━━━━━ PAGE ━━━━━
Bien que la rivière fût toujours draguée (13 ouvriers étaient préposés à la dragueuse à vapeur d’Uckange en 1907), ce n’est qu’en 1928 que la canalisation, projetée par décret du 10 avril 1867 et interrompue par la guerre de 1870, de la Moselle commence, les deux premiers lots de travaux ont été adjugés à des sociétés allemandes dont l’une établira ses bureaux à Uckange. On apprend dans un rapport du 4 décembre 1931, Nancy : « le barrage d’Uckange est entièrement terminé et les essais auxquels on a déjà procédé ont été satisfaisants ».

1963 - péniche bloquée sur la Moselle gelée

Enfin, le 28 octobre 1947, à Coblence, le projet d’amélioration de la Moselle, aménagement en rivière navigable, vit le jour. Les travaux s’achevèrent en 1954.

Tous ces aménagements étaient plus qu’indispensables si l’on voulait pouvoir utiliser au mieux la rivière, car, au moins jusqu’en 1841, le passage à gué était possible.

Un peu avant 1939, un club de kayak avait élu domicile à Uckange, ajoutant ainsi à l’exploitation commerciale des eaux, une activité de loisirs qui n’a malheureusement pas survécu à la Seconde Guerre Mondiale.

Le 9 novembre 1942, une montée des eaux de 16 centimètres occasionna un accident, le « PONTAMOUSSON Nr 6 », au quai de la Neunkircher Eisenwerk depuis le 30 octobre, a appareillé, son mât a accroché le portique du port et est tombé. Rapport d’incident de l’ingénieur de service du port de l’usine.

Septembre 1944, les troupes du Génie US lancent sur le plan de retenue des eaux du barrage d’Uckange le plus long pont de bateaux de la guerre en Europe (233,33 mètres).
━━━━━
■ PROBLÈMES À RÉSOUDRE
A - Résumez sous forme de liste le paragraphe de la page qui commence par « Bien que la rivière fût toujours draguée », en conservant ses faits principaux.
B - Modifiez un passage de la page : commencez aux mots « Tous ces aménagements » et arrêtez-vous après « Seconde Guerre Mondiale. », en remplaçant « kayak » par « canoë ».
C - Reprenez le texte sur la Moselle à Uckange là où il s'arrête et poursuivez-le.
Les enregistrements qui suivent proviennent d'une autre source.
━━━━━ DONNÉES FOURNIES ━━━━━
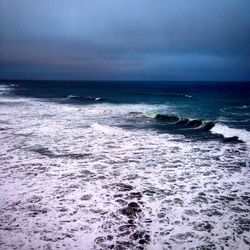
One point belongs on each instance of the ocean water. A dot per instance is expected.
(124, 165)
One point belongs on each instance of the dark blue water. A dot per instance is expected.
(119, 164)
(174, 104)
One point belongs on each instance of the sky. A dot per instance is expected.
(170, 40)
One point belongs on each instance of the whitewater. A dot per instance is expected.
(111, 176)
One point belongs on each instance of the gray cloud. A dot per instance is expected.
(124, 40)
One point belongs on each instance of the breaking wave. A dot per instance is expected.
(86, 99)
(230, 134)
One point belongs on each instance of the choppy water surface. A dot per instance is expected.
(82, 177)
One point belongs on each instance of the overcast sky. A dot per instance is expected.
(125, 39)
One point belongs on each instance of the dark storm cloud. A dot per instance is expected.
(125, 39)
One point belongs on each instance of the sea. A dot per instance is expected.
(124, 165)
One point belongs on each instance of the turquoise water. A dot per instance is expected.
(118, 165)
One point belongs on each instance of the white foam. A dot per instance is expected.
(105, 128)
(228, 132)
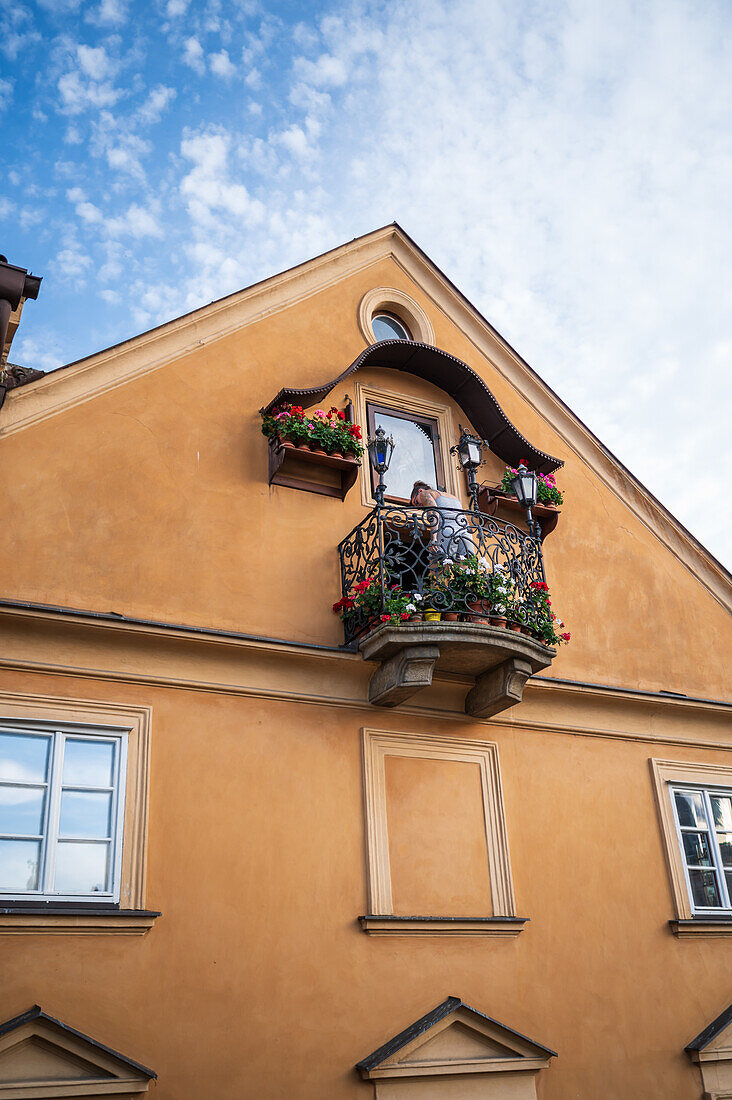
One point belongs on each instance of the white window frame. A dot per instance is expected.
(53, 784)
(718, 867)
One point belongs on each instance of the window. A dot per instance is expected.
(695, 812)
(62, 801)
(416, 454)
(703, 818)
(388, 327)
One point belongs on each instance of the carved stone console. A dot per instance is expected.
(500, 660)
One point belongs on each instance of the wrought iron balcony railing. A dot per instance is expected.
(448, 558)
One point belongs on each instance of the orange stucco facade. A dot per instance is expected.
(137, 484)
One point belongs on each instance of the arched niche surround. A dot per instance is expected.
(449, 374)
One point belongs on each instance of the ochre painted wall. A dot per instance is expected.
(257, 981)
(153, 501)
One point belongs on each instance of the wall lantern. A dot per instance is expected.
(524, 488)
(380, 454)
(469, 450)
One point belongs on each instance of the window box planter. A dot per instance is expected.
(493, 501)
(312, 471)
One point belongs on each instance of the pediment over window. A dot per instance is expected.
(40, 1056)
(449, 374)
(480, 1056)
(712, 1051)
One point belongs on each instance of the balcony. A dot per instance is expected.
(441, 590)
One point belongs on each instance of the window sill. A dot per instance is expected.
(76, 922)
(441, 925)
(702, 926)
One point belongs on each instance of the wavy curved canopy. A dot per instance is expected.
(447, 373)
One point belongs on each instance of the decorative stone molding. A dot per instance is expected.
(501, 660)
(712, 1052)
(379, 745)
(456, 1051)
(388, 299)
(40, 1056)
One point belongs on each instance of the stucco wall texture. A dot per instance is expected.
(152, 501)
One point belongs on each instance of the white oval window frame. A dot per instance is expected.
(388, 299)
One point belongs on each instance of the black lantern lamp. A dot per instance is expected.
(469, 450)
(524, 488)
(380, 454)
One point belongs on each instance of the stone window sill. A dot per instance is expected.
(702, 926)
(76, 922)
(441, 925)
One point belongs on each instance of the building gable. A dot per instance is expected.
(40, 1056)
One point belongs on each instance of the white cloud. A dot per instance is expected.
(157, 101)
(95, 62)
(109, 13)
(326, 72)
(6, 94)
(193, 55)
(221, 65)
(137, 221)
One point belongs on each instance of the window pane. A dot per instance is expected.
(696, 848)
(80, 868)
(725, 847)
(88, 763)
(388, 328)
(21, 810)
(85, 813)
(19, 865)
(23, 758)
(689, 805)
(703, 889)
(722, 811)
(413, 458)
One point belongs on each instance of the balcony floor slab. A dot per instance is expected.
(501, 661)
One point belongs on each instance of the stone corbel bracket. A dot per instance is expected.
(410, 653)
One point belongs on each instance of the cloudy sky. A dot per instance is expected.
(567, 164)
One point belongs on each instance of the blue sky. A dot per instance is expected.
(567, 164)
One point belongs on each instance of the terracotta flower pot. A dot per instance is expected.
(479, 611)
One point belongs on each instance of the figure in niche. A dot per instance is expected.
(450, 525)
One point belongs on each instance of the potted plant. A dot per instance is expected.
(324, 432)
(546, 487)
(548, 627)
(366, 603)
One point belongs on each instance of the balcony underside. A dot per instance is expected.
(501, 661)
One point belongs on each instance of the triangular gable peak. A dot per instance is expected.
(458, 1042)
(712, 1049)
(40, 1056)
(79, 382)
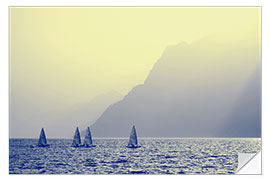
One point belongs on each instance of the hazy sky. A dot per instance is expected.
(63, 56)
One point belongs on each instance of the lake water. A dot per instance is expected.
(111, 156)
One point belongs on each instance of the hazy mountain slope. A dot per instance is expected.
(192, 91)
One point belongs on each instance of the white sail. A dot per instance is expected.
(42, 139)
(77, 138)
(88, 138)
(133, 142)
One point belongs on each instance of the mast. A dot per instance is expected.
(77, 138)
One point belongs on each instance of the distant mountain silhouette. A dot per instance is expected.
(203, 89)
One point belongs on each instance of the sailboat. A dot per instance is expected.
(88, 139)
(133, 141)
(77, 139)
(42, 142)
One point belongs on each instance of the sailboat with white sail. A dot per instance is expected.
(77, 139)
(42, 142)
(88, 142)
(133, 141)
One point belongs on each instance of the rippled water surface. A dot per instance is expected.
(111, 156)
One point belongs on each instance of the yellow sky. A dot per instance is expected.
(62, 56)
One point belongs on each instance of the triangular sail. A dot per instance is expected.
(88, 138)
(77, 138)
(42, 138)
(133, 138)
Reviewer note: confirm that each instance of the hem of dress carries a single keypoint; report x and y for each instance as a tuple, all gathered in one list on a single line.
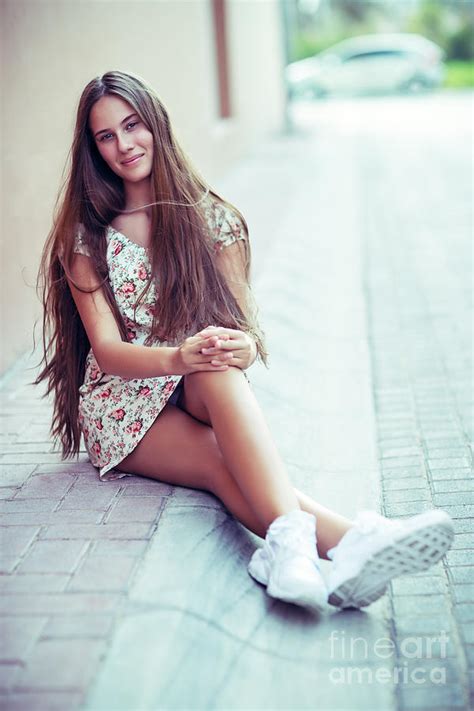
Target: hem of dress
[(109, 469)]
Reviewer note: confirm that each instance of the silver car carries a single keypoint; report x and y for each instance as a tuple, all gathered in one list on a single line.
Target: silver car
[(368, 64)]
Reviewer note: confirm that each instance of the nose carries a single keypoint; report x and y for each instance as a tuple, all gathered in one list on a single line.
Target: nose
[(124, 142)]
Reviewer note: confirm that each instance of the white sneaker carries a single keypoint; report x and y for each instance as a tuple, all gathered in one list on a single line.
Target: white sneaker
[(377, 549), (288, 562)]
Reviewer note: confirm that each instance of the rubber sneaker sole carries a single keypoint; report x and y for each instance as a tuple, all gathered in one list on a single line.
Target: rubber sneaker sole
[(423, 544), (298, 582)]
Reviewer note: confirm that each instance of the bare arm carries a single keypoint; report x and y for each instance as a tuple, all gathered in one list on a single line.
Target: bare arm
[(117, 357), (231, 260)]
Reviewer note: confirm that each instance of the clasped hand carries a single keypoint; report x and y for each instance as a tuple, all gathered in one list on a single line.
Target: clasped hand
[(217, 348)]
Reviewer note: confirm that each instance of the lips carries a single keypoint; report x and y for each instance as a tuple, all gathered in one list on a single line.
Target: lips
[(132, 160)]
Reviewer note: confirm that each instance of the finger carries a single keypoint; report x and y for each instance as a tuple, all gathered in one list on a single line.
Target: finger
[(222, 359)]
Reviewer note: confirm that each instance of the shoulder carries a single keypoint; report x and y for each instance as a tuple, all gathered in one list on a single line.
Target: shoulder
[(80, 246), (227, 225)]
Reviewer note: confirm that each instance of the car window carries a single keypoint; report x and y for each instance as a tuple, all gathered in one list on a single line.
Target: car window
[(376, 53)]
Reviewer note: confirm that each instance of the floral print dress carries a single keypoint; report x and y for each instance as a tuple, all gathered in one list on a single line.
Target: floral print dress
[(115, 412)]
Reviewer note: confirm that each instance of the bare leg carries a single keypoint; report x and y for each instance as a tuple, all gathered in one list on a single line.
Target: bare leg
[(189, 455), (244, 439)]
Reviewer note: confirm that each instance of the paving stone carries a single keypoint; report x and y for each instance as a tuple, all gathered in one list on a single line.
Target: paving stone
[(136, 508), (17, 636), (17, 541), (450, 474), (61, 664), (43, 701), (464, 612), (103, 574), (53, 557), (407, 508), (402, 473), (56, 517), (115, 547), (452, 485), (48, 604), (432, 696), (31, 459), (30, 505), (463, 525), (462, 574), (464, 592), (460, 511), (7, 492), (453, 498), (49, 582), (406, 496), (404, 484), (15, 475), (139, 486), (408, 605), (410, 624), (463, 540), (8, 563), (48, 486), (459, 557), (127, 531), (9, 673), (80, 497), (415, 585), (448, 463), (91, 626)]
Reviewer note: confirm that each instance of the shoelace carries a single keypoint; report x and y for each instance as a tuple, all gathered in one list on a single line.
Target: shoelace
[(296, 540), (365, 523)]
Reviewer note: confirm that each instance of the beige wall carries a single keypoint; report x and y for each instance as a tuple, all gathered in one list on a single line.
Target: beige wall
[(51, 49)]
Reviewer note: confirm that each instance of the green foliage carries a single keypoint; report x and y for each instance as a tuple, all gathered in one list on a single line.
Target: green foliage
[(459, 75), (461, 43), (448, 23)]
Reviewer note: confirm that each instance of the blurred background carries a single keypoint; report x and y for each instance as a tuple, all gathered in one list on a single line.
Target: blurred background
[(233, 74)]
━━━━━
■ CORRIGÉ
A -
- La rivière est toujours draguée : 13 ouvriers travaillent sur la dragueuse à vapeur d'Uckange en 1907.
- La canalisation de la Moselle, prévue par décret du 10 avril 1867 et interrompue par la guerre de 1870, ne commence qu'en 1928.
- Les deux premiers lots de travaux sont attribués à des sociétés allemandes, dont l'une installe ses bureaux à Uckange.
- D'après un rapport du 4 décembre 1931 (Nancy), le barrage d'Uckange est entièrement terminé et les premiers essais sont satisfaisants.

B -
Tous ces aménagements étaient plus qu’indispensables si l’on voulait pouvoir utiliser au mieux la rivière, car, au moins jusqu’en 1841, le passage à gué était possible.

Un peu avant 1939, un club de canoë avait élu domicile à Uckange, ajoutant ainsi à l’exploitation commerciale des eaux, une activité de loisirs qui n’a malheureusement pas survécu à la Seconde Guerre Mondiale.

C -
INONDATIONS DE 1947

INONDATIONS DE 1947

Les siècles se sont émaillés d’inondations :


On notera entre autres des crues le 17 juillet 1743, le 17 décembre 1740, en 1778, en février 1784, en octobre 1878, les 11 et 26 décembre 1915, le 18 février 1916, en janvier et février 1918, en 1933, 1955, 1956, 1958, …

La canalisation de la rivière permit de limiter au 20ème siècle l’importance et la quantité de ces crues. On notera toutefois le caractère exceptionnel des très fortes montées des eaux en novembre 1944, qui coûtèrent la vie à de nombreux soldats américains, qui, après avoir traversés en direction de Guénange, se sont retrouvés, plusieurs jours durant, bloqués entre les eaux et le tir de barrage ennemi.

La crue de décembre 1947, janvier 1948, fut si soudaine, que des vaches périrent noyées dans leur enclos, leur propriétaire n’ayant même pas eu le temps de les mettre à l’abri.

Enfin, en avril 1983, et bon nombre d’entre nous s’en souviennent encore, l’inondation bloqua tout le village pendant les vacances de Pâques.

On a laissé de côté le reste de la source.